▸ Written tasks:
a) Condense the paragraph of the hydrogen pipeline article that begins "The first-of-its kind hydrogen pipeline" into a short bulleted list that keeps its main facts.
b) In the records, change "photo" to "image" in the lines starting at the one containing "For every instance of the short" and ending at the one containing "(1195, 418)", and give back only those lines with nothing else altered. Leave the pictures out of your answer.

▸ Provided passage:
Algeria, Tunisia, Austria, Germany and Italy have agreed to construct a hydrogen pipeline to bring clean fuel generated with renewable energy in North Africa to the European Union, in a move hailed as one of the bloc’s “most important renewable energy projects”.
But analysis of Algeria and Tunisia’s green hydrogen strategies reveals that neither country is likely to be in a position to export the fuel in any meaningful quantity when the pipeline is due to start operating in 2030.
Experts told Climate Home News that despite the hydrogen hype, there are serious challenges for North Africa to become a major exporter of green hydrogen to the EU by 2030. Some question whether the pipeline should be developed at all.
Last week, ministers from each country along with Tunisia’s ambassador to Italy met in Rome where they confirmed their intentions to build the SoutH2 Corridor.
The first-of-its kind hydrogen pipeline, 3,500-4,000 kilometres long, would run under the Mediterranean Sea. It aims to connect hydrogen production centres in Algeria and Tunisia – which have yet to be built – to the Italian island of Sicily and consumer hubs in Austria and Germany by repurposing existing gas infrastructure along 65% of the route.
The corridor “is crucial for the development of an interconnected and diversified hydrogen backbone” in the EU, the consortium of European and Algerian companies developing the project says on its website.
Green hydrogen ramp-up
The EU is betting on importing large amounts of green hydrogen to wean highly polluting sectors and hard-to-electrify industries such as steel production, fertilisers and long-distance transport off climate-wrecking fossil fuels.
With its abundant sunshine, vast renewable energy potential and relative proximity to Europe, EU officials hope to tap into North Africa’s resources and secure green hydrogen supplies.
“The Southern Hydrogen Corridor is one of the largest and most important renewable energy projects of our time,” Philipp Nimmermann, Germany’s State Secretary for the Ministry for Economic Affairs and Climate Action, said in a statement.
“We can use North Africa’s immense potential for renewable energies, advance the hydrogen ramp-up in Germany and support the EU’s climate targets,” he added.
According to the project consortium, the pipeline, when fully operational, could deliver more than 40% of the EU’s target to import 10 million tonnes of green hydrogen by 2030.

Named-object pointing records:
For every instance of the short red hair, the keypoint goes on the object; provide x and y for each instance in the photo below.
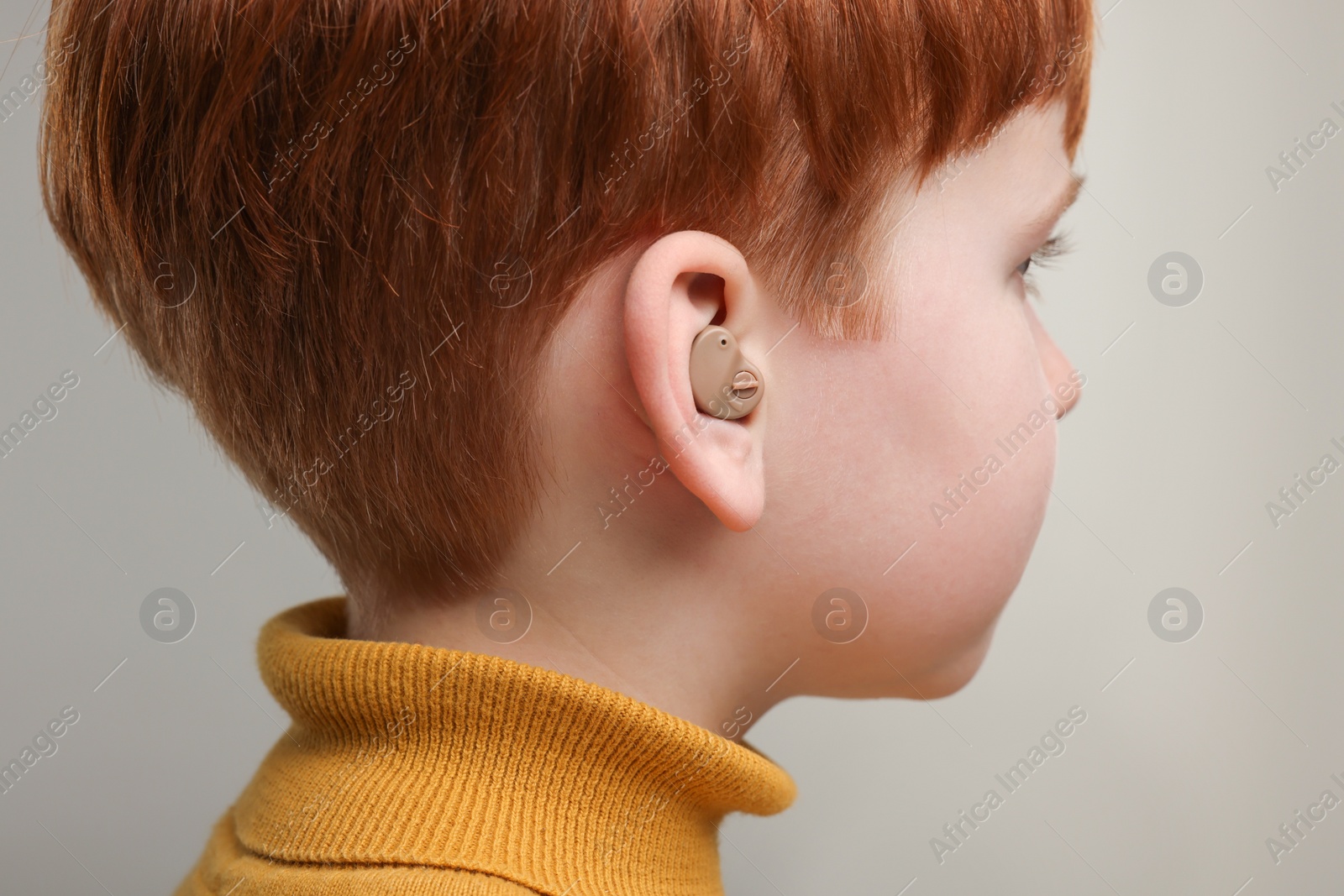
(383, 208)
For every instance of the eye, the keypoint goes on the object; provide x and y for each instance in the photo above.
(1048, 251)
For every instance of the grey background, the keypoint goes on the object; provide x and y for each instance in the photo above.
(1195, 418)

* * *

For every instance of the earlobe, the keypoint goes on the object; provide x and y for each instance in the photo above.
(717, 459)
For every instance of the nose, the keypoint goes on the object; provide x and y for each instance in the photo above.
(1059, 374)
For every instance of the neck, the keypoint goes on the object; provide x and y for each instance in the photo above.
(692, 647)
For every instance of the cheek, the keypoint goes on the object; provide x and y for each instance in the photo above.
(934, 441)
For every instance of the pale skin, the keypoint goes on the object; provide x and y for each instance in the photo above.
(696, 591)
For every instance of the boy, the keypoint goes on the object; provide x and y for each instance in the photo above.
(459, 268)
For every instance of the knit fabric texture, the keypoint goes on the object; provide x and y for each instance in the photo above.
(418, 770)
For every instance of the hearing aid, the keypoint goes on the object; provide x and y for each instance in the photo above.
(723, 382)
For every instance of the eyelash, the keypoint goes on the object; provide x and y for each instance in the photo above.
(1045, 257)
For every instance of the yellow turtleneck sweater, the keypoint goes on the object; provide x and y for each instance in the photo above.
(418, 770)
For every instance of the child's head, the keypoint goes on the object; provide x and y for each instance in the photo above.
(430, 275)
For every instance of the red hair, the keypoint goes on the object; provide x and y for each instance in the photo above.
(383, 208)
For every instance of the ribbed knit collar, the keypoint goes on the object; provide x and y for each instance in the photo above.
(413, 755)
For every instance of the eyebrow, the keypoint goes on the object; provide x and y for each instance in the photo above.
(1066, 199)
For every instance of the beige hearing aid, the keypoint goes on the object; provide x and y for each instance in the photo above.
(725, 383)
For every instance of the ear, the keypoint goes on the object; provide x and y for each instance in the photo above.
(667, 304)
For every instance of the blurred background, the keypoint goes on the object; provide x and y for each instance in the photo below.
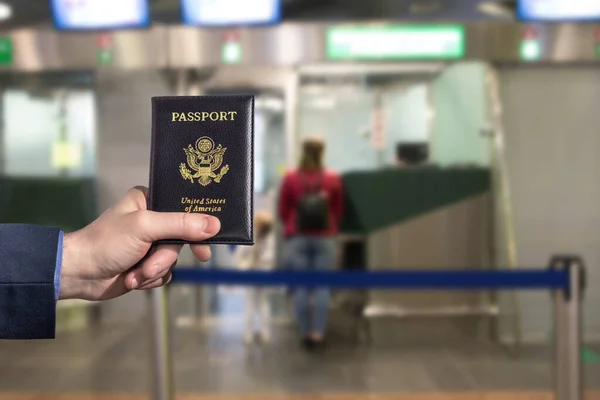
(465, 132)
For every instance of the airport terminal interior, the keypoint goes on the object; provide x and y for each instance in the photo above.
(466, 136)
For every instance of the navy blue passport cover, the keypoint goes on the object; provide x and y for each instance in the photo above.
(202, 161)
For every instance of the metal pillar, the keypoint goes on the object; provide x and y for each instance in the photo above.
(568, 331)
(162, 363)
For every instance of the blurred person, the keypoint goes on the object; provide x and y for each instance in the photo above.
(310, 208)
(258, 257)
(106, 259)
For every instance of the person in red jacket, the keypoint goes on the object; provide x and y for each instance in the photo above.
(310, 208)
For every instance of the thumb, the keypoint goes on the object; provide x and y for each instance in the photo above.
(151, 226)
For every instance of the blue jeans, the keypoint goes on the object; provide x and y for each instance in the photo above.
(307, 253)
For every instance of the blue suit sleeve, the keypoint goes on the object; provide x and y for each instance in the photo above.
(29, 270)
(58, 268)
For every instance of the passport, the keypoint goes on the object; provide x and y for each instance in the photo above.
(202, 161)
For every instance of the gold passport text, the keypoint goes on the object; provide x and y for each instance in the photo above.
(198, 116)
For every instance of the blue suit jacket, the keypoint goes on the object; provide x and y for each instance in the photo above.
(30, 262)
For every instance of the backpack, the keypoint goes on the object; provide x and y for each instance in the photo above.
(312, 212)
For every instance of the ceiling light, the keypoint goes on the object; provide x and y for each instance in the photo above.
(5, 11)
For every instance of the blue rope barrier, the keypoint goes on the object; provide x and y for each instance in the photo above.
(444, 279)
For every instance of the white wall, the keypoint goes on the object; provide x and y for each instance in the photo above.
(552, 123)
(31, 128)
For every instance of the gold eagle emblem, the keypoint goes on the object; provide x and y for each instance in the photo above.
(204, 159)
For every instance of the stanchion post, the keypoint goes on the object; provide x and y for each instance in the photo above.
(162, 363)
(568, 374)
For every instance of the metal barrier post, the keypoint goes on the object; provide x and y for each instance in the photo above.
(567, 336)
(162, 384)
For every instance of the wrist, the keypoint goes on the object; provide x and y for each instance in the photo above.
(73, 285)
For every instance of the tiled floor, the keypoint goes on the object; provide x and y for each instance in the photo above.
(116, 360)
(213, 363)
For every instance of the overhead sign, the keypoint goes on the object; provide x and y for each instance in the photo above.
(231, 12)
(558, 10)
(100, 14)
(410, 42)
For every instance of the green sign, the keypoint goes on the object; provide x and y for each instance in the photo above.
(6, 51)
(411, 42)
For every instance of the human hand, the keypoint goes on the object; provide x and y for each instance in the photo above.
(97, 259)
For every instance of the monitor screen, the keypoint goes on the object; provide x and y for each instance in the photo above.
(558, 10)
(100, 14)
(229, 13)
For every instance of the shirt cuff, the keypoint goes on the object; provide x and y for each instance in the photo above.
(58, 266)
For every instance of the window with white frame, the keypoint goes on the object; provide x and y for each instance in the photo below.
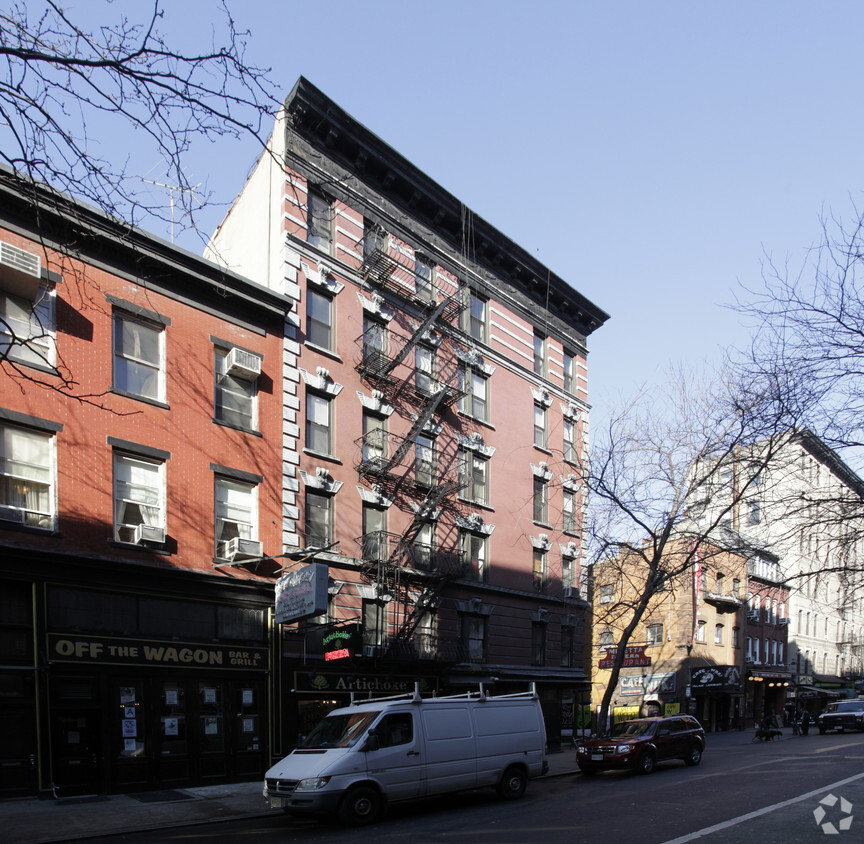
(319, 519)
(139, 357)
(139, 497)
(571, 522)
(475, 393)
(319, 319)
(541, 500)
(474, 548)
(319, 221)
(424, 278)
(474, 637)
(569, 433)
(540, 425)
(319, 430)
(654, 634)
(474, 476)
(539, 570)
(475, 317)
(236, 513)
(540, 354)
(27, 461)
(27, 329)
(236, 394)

▸ Written answers:
a)
- First-of-its-kind hydrogen pipeline, 3,500-4,000 kilometres long, running under the Mediterranean Sea
- Would link hydrogen production centres in Algeria and Tunisia, which have not yet been built, to the Italian island of Sicily and to consumer hubs in Austria and Germany
- Would repurpose existing gas infrastructure along 65% of the route

b)
For every instance of the short red hair, the keypoint goes on the object; provide x and y for each instance in the image below.
(383, 208)
For every instance of the eye, the keypoint goes on the object; provide x and y for each instance in the image above.
(1048, 251)
For every instance of the grey background, the keypoint goes on the object; provide x and y for each instance in the image above.
(1195, 418)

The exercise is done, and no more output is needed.